Source records:

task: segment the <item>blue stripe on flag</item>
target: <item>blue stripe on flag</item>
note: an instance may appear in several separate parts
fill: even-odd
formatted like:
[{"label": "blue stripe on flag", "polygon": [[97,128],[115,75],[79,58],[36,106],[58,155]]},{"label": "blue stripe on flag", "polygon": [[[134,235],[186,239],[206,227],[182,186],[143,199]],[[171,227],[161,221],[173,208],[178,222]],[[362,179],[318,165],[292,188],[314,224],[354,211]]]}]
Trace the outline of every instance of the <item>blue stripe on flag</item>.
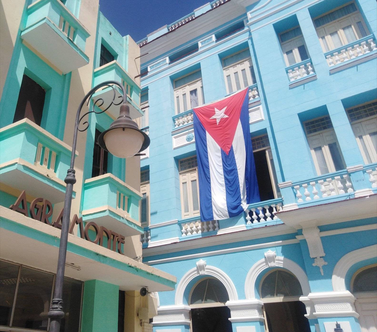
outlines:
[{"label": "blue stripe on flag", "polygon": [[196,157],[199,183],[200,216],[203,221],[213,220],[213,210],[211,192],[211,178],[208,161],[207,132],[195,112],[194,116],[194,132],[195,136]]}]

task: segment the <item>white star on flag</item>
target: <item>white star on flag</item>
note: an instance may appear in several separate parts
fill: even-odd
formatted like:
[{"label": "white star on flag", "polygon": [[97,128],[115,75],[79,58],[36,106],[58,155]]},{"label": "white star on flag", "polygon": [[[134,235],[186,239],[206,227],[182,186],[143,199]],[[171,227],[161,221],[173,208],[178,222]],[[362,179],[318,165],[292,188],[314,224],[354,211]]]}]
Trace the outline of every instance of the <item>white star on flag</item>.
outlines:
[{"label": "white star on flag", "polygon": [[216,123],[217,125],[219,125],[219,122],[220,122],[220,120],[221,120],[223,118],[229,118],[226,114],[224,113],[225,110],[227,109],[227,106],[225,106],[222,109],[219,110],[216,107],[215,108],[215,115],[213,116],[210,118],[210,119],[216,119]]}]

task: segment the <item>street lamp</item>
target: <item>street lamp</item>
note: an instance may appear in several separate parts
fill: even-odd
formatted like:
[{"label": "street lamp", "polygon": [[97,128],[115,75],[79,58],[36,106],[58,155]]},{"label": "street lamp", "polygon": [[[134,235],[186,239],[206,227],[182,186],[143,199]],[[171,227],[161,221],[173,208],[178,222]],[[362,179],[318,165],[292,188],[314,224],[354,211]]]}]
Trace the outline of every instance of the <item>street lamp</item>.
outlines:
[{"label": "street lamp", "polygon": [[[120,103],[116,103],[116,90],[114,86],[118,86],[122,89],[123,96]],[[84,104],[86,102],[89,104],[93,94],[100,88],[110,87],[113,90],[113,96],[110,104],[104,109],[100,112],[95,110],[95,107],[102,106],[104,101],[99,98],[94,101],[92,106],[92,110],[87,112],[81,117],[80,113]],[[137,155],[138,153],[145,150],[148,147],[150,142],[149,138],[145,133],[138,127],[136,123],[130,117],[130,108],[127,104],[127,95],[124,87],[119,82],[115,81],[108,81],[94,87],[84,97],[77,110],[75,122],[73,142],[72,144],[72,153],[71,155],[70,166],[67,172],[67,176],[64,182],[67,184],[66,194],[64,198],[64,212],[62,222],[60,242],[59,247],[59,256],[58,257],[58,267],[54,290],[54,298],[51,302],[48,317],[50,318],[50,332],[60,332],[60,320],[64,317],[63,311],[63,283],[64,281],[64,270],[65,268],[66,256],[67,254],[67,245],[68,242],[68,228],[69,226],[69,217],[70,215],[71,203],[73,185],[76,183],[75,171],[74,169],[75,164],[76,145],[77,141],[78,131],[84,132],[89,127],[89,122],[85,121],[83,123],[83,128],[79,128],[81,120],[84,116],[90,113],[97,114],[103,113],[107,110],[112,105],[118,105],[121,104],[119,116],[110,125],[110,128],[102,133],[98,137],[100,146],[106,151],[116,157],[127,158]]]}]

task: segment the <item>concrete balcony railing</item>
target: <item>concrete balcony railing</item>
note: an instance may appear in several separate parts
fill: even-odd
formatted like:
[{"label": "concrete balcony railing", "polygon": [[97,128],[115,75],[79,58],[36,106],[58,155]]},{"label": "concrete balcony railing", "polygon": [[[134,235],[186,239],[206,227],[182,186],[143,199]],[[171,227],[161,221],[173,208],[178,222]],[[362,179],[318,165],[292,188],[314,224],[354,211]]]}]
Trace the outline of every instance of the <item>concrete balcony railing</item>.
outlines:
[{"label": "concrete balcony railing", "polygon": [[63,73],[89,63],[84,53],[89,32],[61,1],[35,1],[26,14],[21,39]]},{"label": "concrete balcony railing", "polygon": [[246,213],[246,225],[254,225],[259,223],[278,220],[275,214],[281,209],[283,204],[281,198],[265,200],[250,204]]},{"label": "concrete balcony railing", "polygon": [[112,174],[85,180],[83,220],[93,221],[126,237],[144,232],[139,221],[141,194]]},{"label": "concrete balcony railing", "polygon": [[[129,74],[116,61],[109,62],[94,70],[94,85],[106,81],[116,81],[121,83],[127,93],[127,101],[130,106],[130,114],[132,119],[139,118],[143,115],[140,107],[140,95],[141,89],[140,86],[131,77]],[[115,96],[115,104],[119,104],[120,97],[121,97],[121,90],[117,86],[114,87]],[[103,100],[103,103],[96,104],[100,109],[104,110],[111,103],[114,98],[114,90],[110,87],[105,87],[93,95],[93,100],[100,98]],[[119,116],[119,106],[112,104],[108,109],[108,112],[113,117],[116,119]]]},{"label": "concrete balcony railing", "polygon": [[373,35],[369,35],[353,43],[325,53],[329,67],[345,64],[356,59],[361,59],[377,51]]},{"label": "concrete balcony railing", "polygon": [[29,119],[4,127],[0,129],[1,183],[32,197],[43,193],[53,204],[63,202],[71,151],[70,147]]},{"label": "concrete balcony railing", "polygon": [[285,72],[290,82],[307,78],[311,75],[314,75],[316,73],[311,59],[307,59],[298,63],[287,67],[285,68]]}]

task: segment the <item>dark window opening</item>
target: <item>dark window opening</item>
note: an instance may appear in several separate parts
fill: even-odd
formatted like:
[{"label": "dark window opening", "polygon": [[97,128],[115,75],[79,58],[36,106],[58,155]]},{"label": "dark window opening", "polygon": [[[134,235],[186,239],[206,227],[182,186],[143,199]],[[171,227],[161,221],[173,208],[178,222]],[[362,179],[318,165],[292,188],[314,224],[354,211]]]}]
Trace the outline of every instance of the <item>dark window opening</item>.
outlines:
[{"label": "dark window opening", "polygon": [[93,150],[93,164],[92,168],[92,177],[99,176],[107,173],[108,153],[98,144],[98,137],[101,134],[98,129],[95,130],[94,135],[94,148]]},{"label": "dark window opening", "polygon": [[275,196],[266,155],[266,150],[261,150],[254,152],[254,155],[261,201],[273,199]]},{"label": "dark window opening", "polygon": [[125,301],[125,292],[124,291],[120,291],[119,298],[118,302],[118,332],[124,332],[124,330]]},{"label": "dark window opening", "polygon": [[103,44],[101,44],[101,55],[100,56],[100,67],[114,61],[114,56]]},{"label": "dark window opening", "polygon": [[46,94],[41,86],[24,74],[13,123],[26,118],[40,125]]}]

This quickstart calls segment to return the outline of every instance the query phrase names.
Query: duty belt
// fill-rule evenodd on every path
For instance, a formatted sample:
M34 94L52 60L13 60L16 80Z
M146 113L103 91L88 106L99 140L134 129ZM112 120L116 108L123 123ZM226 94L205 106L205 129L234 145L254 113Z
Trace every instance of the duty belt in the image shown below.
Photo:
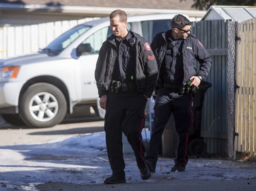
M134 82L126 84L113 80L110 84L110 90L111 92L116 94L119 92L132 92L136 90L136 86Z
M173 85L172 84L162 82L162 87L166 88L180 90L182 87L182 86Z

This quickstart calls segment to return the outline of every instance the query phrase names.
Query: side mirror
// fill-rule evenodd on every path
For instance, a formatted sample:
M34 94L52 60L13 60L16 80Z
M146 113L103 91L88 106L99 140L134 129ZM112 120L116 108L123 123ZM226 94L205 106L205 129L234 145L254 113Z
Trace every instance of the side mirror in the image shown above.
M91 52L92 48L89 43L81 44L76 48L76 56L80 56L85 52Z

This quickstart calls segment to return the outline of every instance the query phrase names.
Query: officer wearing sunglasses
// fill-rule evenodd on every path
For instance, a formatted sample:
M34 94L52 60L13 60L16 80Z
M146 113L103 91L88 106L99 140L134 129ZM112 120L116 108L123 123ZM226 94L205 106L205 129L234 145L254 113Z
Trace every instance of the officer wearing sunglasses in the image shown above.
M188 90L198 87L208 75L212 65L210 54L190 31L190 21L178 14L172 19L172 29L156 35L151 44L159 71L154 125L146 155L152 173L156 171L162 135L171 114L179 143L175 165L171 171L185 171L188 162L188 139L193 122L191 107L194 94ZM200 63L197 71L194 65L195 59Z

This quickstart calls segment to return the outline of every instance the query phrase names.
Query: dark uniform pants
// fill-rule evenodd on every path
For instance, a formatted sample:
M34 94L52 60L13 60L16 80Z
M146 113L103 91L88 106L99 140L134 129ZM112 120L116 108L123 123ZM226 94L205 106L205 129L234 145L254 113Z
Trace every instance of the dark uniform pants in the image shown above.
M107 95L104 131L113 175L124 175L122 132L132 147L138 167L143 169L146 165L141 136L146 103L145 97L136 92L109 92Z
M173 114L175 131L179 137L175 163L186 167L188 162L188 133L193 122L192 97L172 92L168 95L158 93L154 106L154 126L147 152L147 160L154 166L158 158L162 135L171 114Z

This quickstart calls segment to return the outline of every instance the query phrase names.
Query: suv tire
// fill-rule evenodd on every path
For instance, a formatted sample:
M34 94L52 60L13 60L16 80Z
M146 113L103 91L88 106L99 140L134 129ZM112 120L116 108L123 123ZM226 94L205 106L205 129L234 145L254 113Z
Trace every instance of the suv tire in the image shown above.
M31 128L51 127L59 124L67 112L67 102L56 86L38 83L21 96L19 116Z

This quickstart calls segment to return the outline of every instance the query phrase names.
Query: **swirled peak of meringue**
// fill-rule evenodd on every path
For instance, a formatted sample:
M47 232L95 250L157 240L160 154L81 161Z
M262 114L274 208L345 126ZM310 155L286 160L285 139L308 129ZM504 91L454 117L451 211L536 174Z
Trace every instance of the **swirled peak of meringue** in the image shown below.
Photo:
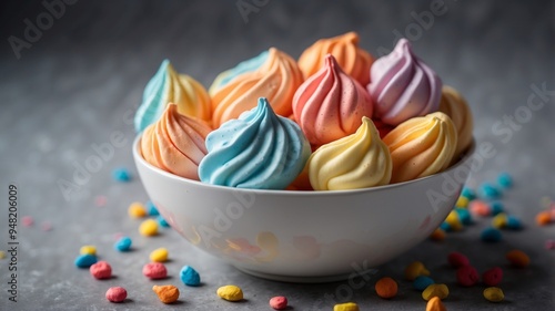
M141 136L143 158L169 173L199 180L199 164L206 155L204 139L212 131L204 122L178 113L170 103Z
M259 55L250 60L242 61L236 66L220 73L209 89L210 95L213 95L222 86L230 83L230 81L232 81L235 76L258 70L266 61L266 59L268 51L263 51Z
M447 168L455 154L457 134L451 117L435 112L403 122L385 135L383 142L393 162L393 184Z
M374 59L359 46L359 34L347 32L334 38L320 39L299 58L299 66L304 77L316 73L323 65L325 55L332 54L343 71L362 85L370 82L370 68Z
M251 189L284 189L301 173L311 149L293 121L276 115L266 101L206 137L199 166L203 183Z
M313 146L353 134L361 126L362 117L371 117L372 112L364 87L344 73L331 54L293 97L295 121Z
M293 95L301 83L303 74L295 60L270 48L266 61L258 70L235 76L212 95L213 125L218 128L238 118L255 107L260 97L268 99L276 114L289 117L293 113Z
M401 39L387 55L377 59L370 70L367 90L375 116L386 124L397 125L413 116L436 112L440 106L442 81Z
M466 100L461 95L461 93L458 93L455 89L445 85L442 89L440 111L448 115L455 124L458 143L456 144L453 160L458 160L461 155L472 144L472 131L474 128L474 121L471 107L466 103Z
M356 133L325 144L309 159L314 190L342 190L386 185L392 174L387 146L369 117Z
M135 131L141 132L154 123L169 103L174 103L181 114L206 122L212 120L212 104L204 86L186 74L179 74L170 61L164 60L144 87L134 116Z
...
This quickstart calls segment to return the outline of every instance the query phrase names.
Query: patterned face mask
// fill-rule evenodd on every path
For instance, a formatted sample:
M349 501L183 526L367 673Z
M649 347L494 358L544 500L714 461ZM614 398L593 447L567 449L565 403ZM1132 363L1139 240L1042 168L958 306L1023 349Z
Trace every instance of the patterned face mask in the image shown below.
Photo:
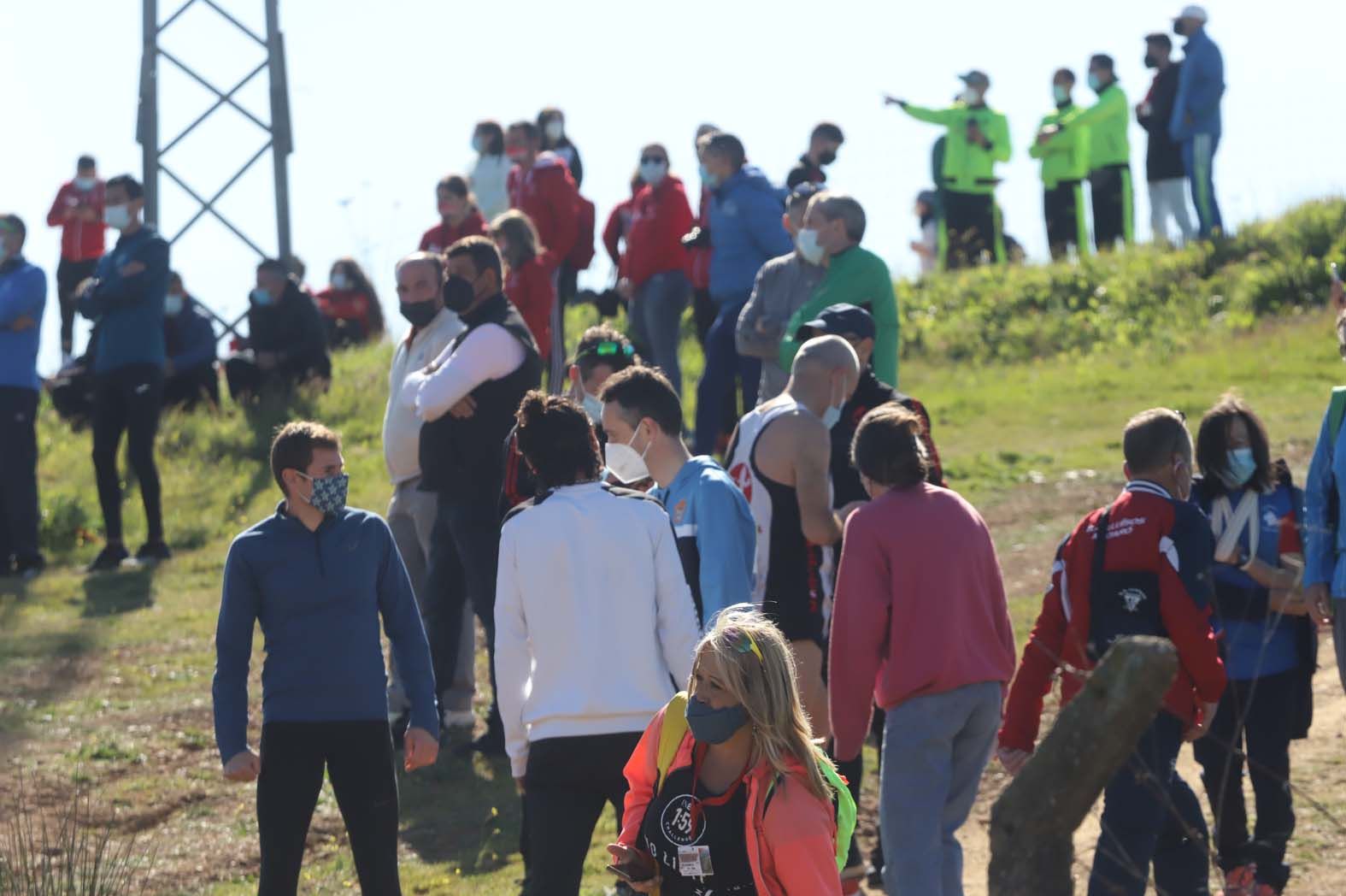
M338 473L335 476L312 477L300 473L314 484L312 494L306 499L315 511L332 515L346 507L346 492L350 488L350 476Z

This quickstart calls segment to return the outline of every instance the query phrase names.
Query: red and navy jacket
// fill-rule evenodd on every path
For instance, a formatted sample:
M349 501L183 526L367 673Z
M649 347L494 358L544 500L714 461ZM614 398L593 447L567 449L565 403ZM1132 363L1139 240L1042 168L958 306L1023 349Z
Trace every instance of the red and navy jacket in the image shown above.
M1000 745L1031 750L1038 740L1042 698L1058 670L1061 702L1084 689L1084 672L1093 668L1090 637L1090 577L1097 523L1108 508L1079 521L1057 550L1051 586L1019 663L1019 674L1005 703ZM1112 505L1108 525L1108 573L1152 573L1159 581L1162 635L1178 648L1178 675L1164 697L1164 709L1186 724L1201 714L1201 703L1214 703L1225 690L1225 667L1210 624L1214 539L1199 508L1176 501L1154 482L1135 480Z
---
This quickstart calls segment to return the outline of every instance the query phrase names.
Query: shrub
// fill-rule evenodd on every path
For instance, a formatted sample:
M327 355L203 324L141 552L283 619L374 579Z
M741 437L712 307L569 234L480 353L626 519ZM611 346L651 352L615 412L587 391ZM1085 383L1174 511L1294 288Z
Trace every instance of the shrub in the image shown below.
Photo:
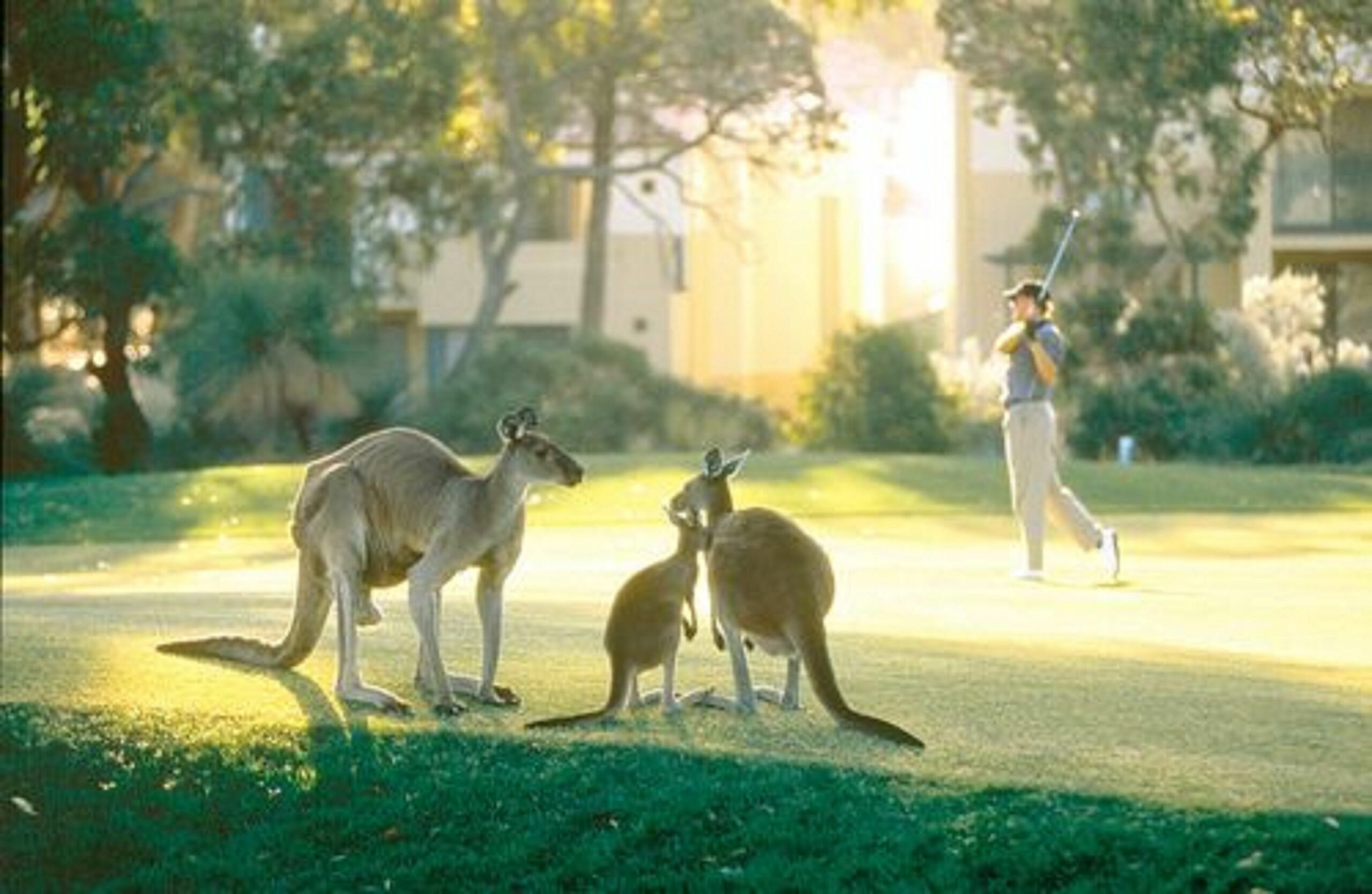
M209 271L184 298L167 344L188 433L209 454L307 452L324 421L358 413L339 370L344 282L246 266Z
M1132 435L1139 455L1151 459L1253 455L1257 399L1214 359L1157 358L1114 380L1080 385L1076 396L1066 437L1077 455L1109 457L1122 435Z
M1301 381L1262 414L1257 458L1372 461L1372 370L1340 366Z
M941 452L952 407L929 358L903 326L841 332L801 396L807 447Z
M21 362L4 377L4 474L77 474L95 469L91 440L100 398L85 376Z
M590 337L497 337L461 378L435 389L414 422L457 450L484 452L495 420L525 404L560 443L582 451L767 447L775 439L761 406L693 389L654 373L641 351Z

WRITTEN PROBLEM> From the source records above, extract each line that contains the word "jacket" and copy it in full.

EXERCISE RESPONSE>
Query: red and navy jacket
Trace every instance of the red and navy jacket in the image shown above.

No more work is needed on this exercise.